Given exercise: Set down the entire Wisconsin Highway 124 article word for word, with no changes.

Source passage:
- WIS 124 highlighted in red

Route information
- Maintained by WisDOT
- Length: 17.59 mi (28.31 km)

Major junctions
- South end: US 53 / CTH-OO in Lake Hallie
- North end: WIS 64 in Eagleton

Location
- Country: United States
- State: Wisconsin
- Counties: Chippewa

Highway system
- Wisconsin State Trunk Highway System; Interstate; US; State; Scenic; Rustic;
| ← WIS 123 |  | → WIS 125 |

= Wisconsin Highway 124 =

State highway in Wisconsin

State Trunk Highway 124 (often called Highway 124, STH-124 or WIS 124) is a state highway in the US state of Wisconsin. It runs in north–south in west central Wisconsin from Lake Hallie to near Eagleton, in the Town of Eagle Point. The entire length of the highway is in Chippewa County. It previously extended into Eau Claire County, but the Eau Claire County section was renumbered WIS 312 as part of the US Highway 53 (US 53) bypass project in 2006.

==Route description==
Starting at US 53/CTH-OO at a parclo, WIS 124, as well as Business US 53 (Bus. US 53), begins traveling northwest. It then turns northeast as Bus. US 53 turns southwest. After that, it cuts through under the US 53/WIS 29 cloverleaf interchange. In Chippewa Falls, it begins to run concurrently with Bus. WIS 29 all the way to downtown. After crossing the Chippewa River, Bus. WIS 29 branches westward, ending the concurrency. Furthermore, WIS 124 becomes a one-way pair only through downtown. After leaving Chippewa Falls, it continues to travel northward through Eagle Point and Eagleton. Eventually, it intersects WIS 64 and ends.

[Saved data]
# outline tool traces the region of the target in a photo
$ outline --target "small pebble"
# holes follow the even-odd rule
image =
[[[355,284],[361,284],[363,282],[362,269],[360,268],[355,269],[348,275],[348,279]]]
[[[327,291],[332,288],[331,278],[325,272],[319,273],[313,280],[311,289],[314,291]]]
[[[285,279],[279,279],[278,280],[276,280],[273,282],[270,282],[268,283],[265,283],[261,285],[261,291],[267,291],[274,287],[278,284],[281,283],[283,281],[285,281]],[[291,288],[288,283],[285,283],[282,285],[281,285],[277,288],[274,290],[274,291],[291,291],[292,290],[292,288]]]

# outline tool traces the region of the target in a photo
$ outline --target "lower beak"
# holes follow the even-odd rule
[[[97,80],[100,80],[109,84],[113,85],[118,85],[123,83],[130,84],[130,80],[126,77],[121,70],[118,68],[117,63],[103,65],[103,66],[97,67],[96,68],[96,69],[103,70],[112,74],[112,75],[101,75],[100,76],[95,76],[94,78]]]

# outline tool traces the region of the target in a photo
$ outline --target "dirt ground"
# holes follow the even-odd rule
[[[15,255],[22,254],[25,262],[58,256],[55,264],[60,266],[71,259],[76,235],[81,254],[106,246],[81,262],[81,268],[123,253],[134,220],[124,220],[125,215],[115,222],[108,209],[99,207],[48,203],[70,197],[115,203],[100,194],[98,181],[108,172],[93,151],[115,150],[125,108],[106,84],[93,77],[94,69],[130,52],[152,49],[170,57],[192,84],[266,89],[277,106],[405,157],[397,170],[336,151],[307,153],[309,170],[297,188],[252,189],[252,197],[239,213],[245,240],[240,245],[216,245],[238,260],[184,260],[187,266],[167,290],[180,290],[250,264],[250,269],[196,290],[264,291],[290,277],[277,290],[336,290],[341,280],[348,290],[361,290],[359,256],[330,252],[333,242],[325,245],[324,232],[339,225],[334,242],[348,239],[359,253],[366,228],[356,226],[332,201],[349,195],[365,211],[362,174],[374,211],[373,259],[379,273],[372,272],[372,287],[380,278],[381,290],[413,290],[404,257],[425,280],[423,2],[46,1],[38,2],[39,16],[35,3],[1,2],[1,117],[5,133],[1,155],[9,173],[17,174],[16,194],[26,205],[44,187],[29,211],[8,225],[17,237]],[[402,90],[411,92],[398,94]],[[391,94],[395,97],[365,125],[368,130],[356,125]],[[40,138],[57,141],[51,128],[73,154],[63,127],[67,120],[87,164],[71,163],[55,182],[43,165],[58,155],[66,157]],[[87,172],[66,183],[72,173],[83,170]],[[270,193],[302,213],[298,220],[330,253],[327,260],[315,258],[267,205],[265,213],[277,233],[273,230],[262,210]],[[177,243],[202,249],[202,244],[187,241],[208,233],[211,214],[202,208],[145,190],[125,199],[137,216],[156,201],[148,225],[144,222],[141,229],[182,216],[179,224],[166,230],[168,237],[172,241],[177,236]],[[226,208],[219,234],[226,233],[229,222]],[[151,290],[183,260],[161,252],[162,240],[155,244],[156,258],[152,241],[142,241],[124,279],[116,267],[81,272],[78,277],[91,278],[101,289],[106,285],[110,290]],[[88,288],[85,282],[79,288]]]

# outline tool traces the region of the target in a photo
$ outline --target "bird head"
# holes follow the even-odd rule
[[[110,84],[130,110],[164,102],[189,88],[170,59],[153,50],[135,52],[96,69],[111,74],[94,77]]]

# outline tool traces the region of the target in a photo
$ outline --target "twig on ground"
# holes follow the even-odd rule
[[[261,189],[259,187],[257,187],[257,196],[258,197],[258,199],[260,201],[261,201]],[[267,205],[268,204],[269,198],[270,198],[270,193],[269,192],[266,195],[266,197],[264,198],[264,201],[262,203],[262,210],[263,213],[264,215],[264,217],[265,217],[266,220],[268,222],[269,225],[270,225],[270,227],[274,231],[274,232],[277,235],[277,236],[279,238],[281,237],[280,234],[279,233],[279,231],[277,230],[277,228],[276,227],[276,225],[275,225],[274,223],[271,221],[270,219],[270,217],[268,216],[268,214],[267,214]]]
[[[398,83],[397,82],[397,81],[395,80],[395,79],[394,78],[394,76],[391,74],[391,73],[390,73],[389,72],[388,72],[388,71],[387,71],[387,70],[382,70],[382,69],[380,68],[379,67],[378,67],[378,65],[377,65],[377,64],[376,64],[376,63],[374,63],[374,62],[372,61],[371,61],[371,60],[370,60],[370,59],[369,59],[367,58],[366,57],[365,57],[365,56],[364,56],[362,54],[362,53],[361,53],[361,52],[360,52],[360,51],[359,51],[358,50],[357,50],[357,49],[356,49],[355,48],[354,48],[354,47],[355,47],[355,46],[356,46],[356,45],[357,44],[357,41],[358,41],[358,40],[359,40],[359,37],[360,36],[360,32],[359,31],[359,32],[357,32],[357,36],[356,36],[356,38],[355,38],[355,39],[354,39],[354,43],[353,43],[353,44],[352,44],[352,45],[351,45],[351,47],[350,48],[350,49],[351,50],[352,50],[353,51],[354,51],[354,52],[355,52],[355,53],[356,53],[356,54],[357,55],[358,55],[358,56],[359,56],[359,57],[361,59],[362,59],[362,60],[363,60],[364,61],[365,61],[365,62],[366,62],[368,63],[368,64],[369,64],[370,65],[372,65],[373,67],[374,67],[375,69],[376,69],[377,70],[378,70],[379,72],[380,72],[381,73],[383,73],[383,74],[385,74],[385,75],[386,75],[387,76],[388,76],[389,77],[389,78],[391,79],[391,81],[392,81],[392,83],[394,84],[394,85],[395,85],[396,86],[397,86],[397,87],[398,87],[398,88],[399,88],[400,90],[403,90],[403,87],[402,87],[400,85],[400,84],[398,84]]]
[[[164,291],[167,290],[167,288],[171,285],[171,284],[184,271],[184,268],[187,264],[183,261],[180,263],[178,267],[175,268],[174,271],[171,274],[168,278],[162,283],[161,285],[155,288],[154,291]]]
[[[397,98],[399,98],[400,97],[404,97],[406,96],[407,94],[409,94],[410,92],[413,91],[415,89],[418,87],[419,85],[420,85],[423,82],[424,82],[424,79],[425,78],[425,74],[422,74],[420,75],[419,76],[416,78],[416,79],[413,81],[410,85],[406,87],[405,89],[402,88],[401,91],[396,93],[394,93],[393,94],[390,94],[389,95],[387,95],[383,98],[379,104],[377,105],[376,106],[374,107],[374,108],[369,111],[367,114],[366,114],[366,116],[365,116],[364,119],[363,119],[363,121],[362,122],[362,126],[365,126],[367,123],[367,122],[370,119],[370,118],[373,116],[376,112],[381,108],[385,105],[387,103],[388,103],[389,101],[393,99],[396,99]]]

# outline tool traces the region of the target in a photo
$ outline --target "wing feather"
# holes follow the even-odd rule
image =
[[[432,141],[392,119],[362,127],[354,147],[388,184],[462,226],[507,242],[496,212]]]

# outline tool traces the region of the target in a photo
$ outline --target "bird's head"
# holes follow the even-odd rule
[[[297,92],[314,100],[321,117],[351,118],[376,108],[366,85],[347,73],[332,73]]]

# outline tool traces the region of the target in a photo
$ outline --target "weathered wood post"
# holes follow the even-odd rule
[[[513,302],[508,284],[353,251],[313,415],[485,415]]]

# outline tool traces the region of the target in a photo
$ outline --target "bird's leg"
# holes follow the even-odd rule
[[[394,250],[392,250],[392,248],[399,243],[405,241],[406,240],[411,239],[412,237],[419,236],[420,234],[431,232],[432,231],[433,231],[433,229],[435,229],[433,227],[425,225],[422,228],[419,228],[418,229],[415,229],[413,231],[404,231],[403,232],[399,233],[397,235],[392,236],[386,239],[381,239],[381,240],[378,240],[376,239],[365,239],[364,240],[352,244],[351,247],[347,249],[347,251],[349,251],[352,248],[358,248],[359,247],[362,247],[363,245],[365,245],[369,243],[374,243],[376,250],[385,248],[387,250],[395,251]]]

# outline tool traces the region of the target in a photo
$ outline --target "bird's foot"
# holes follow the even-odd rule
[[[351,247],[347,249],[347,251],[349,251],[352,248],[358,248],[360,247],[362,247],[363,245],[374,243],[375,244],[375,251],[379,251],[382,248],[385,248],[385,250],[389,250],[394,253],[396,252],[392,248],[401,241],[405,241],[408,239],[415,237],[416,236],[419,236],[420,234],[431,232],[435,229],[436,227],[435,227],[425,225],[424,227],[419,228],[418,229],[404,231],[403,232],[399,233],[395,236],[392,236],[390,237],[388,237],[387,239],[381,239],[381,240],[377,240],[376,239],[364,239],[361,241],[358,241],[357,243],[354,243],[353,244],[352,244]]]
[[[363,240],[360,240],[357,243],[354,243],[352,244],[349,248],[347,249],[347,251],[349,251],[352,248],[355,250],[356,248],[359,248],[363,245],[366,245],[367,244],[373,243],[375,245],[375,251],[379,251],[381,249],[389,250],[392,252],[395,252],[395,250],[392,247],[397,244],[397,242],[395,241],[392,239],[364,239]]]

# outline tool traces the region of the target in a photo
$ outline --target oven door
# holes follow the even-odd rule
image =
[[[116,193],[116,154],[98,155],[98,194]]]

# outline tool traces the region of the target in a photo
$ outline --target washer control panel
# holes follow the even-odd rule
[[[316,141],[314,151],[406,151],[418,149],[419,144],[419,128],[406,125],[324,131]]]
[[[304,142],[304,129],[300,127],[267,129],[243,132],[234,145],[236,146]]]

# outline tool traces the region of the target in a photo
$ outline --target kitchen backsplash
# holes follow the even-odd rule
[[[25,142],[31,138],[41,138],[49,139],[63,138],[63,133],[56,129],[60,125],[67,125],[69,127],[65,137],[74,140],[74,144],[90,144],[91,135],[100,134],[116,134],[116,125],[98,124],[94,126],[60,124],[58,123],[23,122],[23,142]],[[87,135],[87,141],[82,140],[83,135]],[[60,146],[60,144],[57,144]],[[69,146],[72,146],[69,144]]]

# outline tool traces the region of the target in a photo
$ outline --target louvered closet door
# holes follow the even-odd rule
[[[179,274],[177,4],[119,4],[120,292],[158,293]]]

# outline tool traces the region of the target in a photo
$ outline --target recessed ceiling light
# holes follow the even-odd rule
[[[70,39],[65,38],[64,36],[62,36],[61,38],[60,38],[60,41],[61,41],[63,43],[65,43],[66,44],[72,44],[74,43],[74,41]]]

--

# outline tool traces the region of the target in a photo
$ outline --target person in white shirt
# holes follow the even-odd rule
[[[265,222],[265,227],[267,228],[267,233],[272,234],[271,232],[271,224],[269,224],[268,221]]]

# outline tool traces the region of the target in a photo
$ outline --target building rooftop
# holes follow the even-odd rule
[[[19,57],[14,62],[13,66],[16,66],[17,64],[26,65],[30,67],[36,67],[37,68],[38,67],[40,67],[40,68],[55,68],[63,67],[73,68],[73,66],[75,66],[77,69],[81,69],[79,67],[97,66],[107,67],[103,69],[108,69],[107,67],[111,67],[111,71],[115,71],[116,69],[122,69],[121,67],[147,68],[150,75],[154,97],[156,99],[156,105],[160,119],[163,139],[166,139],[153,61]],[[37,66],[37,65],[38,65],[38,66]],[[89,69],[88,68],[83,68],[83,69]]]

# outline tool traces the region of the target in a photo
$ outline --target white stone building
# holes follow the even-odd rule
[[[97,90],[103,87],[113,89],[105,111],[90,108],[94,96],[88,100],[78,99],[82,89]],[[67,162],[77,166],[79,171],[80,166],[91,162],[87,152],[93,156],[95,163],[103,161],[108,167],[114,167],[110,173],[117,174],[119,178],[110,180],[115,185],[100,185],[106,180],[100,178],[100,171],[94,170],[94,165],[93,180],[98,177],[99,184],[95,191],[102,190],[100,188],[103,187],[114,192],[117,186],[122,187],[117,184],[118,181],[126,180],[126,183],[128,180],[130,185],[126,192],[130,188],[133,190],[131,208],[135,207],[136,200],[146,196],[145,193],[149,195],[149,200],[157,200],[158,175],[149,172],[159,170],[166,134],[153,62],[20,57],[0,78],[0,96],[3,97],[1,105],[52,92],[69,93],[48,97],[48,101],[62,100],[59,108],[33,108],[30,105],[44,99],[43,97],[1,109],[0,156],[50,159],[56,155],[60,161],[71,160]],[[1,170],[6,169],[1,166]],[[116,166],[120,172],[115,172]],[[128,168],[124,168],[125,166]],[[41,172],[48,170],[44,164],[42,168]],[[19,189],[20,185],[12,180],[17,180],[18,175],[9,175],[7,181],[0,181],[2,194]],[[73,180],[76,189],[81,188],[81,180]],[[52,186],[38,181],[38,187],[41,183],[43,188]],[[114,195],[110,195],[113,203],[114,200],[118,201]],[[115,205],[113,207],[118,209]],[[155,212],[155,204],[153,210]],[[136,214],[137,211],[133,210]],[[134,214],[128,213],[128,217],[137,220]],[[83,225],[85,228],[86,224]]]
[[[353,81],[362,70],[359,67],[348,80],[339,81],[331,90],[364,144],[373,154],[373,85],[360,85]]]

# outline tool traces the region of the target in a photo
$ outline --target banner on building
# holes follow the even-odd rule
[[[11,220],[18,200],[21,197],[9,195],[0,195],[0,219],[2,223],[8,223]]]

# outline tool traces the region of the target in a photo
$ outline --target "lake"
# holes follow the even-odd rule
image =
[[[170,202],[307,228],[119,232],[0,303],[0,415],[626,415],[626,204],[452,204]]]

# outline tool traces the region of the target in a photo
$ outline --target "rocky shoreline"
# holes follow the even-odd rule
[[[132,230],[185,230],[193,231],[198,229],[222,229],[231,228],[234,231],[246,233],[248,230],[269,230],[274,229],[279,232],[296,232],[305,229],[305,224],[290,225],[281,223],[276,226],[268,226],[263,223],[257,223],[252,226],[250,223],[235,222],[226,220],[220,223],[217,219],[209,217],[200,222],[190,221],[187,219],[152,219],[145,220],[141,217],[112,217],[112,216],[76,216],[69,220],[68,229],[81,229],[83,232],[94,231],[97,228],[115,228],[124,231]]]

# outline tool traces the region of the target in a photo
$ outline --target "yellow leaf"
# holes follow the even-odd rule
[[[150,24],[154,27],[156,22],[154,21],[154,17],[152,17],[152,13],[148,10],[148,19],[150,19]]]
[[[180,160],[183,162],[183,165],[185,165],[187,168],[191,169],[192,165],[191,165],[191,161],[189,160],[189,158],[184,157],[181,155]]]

---

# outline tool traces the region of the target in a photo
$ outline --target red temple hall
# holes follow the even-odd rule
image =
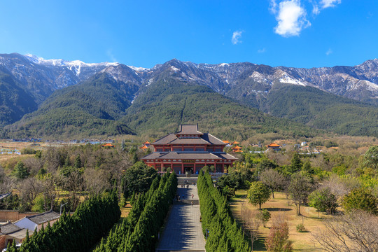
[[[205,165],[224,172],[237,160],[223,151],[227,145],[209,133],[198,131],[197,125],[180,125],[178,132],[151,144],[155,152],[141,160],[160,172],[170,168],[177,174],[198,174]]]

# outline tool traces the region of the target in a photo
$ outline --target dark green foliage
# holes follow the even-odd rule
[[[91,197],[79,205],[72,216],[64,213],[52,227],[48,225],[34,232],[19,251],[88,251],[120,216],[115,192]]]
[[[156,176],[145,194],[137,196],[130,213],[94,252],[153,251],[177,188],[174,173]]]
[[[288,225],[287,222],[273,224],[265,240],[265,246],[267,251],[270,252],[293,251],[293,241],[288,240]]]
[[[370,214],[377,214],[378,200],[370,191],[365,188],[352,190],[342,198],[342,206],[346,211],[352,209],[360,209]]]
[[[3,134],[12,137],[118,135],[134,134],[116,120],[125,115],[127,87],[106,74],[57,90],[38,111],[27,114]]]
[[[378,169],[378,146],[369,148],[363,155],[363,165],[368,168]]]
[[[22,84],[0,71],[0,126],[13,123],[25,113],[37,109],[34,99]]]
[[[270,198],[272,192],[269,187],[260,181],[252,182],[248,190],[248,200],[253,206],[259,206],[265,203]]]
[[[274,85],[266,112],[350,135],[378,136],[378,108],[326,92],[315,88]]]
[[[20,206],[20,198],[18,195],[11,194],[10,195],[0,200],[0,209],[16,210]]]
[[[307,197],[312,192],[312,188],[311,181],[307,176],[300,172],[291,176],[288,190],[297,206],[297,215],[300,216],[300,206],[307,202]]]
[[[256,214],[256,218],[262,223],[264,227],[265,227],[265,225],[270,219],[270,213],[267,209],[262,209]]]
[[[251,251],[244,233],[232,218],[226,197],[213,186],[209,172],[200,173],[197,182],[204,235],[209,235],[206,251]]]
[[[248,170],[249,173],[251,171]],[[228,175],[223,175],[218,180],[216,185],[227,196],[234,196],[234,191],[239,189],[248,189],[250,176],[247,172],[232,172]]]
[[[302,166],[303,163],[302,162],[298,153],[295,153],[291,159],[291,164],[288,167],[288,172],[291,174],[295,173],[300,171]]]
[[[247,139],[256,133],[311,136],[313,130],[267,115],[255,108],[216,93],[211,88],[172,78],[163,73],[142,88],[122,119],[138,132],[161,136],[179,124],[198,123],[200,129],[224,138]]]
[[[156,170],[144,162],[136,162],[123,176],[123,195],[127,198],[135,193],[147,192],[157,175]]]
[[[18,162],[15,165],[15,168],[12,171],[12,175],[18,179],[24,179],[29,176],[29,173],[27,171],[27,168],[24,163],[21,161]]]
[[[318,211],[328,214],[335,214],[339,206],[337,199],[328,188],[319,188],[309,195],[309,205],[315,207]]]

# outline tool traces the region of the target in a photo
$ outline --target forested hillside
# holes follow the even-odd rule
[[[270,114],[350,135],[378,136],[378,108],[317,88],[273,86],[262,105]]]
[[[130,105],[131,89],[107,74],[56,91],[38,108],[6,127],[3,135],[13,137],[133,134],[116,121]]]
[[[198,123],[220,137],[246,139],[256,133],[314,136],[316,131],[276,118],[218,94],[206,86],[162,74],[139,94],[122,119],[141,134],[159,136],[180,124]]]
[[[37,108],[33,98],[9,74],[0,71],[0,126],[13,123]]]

Output for this task:
- WIS 124 highlighted in red

Route information
- Maintained by WisDOT
- Length: 17.59 mi (28.31 km)

Major junctions
- South end: US 53 / CTH-OO in Lake Hallie
- North end: WIS 64 in Eagleton

Location
- Country: United States
- State: Wisconsin
- Counties: Chippewa

Highway system
- Wisconsin State Trunk Highway System; Interstate; US; State; Scenic; Rustic;
| ← WIS 123 |  | → WIS 125 |

= Wisconsin Highway 124 =

State highway in Wisconsin

State Trunk Highway 124 (often called Highway 124, STH-124 or WIS 124) is a state highway in the US state of Wisconsin. It runs in north–south in west central Wisconsin from Lake Hallie to near Eagleton, in the Town of Eagle Point. The entire length of the highway is in Chippewa County. It previously extended into Eau Claire County, but the Eau Claire County section was renumbered WIS 312 as part of the US Highway 53 (US 53) bypass project in 2006.

==Route description==
Starting at US 53/CTH-OO at a parclo, WIS 124, as well as Business US 53 (Bus. US 53), begins traveling northwest. It then turns northeast as Bus. US 53 turns southwest. After that, it cuts through under the US 53/WIS 29 cloverleaf interchange. In Chippewa Falls, it begins to run concurrently with Bus. WIS 29 all the way to downtown. After crossing the Chippewa River, Bus. WIS 29 branches westward, ending the concurrency. Furthermore, WIS 124 becomes a one-way pair only through downtown. After leaving Chippewa Falls, it continues to travel northward through Eagle Point and Eagleton. Eventually, it intersects WIS 64 and ends.